━━━ Texto estudiado
Sé por experiencia propia que, incluso en la iglesia, muchas veces elegimos la desviación. Parte de esto es una cuestión de cultura. En mi entorno social urbano relativamente estable, la gente se ocupa de sus propios asuntos y a eso lo llama virtud. Pero, ¿por qué toda esta cultura de mantenernos distantes unos de otros?
A fin de cuentas, no somos seres que buscan el dolor. Sin duda, evitamos nuestras heridas y congojas, pero en un giro cósmico, no estamos limitados a nuestros propios sentimientos. Tenemos empatía, la capacidad de identificarnos con la experiencia de otra persona. Por eso, la búsqueda de bienestar se convierte no solo en evitar nuestro propio dolor, sino también, a veces, en evitar la conexión. Mitigamos el riesgo de saber demasiado acerca de nuestros semejantes para no sentir la punzada de su necesidad. Entonces, desviamos la conversación.
━━━━━━
Qué se pide »
A. ¿Qué cosas aparecen en el texto sobre la desviación como objeto de los verbos «evitamos» o «evitar»? Enuméralas todas.
B. Responde a partir del texto sobre la desviación:
(i) ¿Cómo llama la gente del entorno social urbano descrito al hecho de ocuparse de sus propios asuntos?
(ii) ¿Qué capacidad es la empatía, según el texto?
(iii) ¿Qué mitigamos para no sentir la punzada de la necesidad de nuestros semejantes?
C. ¿Podrías proseguir el texto sobre la desviación a partir de su última oración?
━━━ Filas proporcionadas
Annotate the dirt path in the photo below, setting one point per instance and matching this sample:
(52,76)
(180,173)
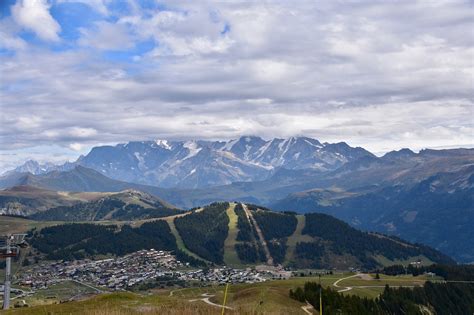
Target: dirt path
(296,237)
(307,308)
(344,289)
(179,240)
(362,276)
(230,254)
(260,235)
(205,299)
━━━━━━
Resultados obtenidos »
A.
nuestras heridas
congojas
nuestro propio dolor
la conexión

B.
(i) Virtud.
(ii) La capacidad de identificarnos con la experiencia de otra persona.
(iii) El riesgo de saber demasiado acerca de nuestros semejantes.

C.
Esto está lejos de lo que hacía el Señor. La mismísima verdad en cuanto a Él, es que Dios derramó su propio ser en la creación. No hay mejor manera de inmiscuirse en los asuntos de una persona, que mudándose a vivir con ella; es una verdad con la que me he enfrentado a menudo por la sencilla intimidad del matrimonio, y por criar a dos chicos que me siguen como un sabueso si salgo de la habitación por más de noventa segundos. Cuando Jesús se hizo Emanuel, Dios con nosotros, dejó claro que quería estar cerca de nuestros asuntos y de apasionarse por ellos como si fueran suyos
Esta decisión, por supuesto, implicaba un dolor considerable. Uno tiene que preguntarse por los pensamientos del Jesús joven, la segunda persona de la Trinidad, en esa primera vez que un insecto le picó la nuca. Pero, por mucho que los dolores corporales debieron haber sido una novedad desagradable, me pregunto más que sintió Jesús la primera vez que vio el rostro de alguien hinchado y humedecido por las lágrimas.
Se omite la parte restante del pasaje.